AIM
Copy the data from the line with "Find the blue" to the line with "485], [734, 485]]]", requests included. Increase every coordinate in the answer outlines by 4, and leave the requests and format samples unchanged.

PROVIDED DATA
_ _ _ _ _

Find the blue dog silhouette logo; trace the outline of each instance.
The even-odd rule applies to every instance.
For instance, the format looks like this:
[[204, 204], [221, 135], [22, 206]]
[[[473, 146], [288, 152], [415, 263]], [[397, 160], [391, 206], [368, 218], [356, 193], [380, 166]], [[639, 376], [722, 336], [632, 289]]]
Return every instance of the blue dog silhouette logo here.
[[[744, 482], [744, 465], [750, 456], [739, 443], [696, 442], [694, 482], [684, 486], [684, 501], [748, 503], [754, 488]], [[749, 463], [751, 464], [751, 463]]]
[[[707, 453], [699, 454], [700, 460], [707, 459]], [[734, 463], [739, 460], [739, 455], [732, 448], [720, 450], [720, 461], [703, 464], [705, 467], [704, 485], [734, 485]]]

_ _ _ _ _

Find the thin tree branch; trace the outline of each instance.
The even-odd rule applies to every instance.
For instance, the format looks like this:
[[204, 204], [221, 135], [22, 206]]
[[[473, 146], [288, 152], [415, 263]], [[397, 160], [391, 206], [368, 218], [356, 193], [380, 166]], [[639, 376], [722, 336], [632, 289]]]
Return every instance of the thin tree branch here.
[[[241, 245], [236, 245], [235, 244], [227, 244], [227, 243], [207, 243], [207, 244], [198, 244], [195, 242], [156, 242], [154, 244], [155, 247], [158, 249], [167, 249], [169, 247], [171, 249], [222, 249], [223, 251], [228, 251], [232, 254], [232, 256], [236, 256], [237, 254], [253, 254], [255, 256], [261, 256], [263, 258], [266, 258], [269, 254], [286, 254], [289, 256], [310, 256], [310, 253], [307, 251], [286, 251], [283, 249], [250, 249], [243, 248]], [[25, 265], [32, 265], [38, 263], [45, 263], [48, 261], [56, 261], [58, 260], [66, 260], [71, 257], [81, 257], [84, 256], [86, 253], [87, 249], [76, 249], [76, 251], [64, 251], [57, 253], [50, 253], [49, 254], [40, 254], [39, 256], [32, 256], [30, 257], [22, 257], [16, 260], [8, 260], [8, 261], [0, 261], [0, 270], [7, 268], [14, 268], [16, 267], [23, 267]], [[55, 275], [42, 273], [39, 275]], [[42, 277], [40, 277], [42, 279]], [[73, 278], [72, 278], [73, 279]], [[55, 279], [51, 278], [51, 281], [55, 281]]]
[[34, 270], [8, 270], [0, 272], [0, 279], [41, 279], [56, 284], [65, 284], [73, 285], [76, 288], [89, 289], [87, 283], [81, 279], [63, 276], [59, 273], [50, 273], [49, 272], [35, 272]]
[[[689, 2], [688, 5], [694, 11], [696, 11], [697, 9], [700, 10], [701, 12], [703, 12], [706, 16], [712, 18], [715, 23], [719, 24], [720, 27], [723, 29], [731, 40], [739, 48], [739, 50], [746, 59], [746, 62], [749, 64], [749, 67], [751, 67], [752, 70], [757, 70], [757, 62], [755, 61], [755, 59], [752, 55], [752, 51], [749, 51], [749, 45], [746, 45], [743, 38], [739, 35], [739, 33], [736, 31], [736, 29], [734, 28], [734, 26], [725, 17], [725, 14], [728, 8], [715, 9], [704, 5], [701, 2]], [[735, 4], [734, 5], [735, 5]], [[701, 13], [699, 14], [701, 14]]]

_ _ _ _ _

COMPLETE ANSWER
Find the blue dog silhouette logo; trace the outline of each instance.
The even-odd rule applies to every instance.
For instance, the format looks like this:
[[204, 204], [221, 135], [22, 206]]
[[[473, 146], [288, 152], [415, 263]], [[397, 160], [391, 206], [368, 218], [356, 193], [380, 166]], [[639, 376], [722, 336], [632, 289]]]
Return every instance of the blue dog silhouette logo here.
[[[748, 486], [748, 469], [754, 460], [743, 447], [700, 446], [698, 486], [688, 490], [688, 505], [752, 507], [758, 492]], [[753, 467], [755, 468], [755, 467]]]
[[[711, 457], [703, 458], [704, 464], [711, 463]], [[738, 467], [743, 464], [743, 459], [736, 452], [724, 454], [724, 465], [707, 468], [709, 471], [708, 489], [738, 489]]]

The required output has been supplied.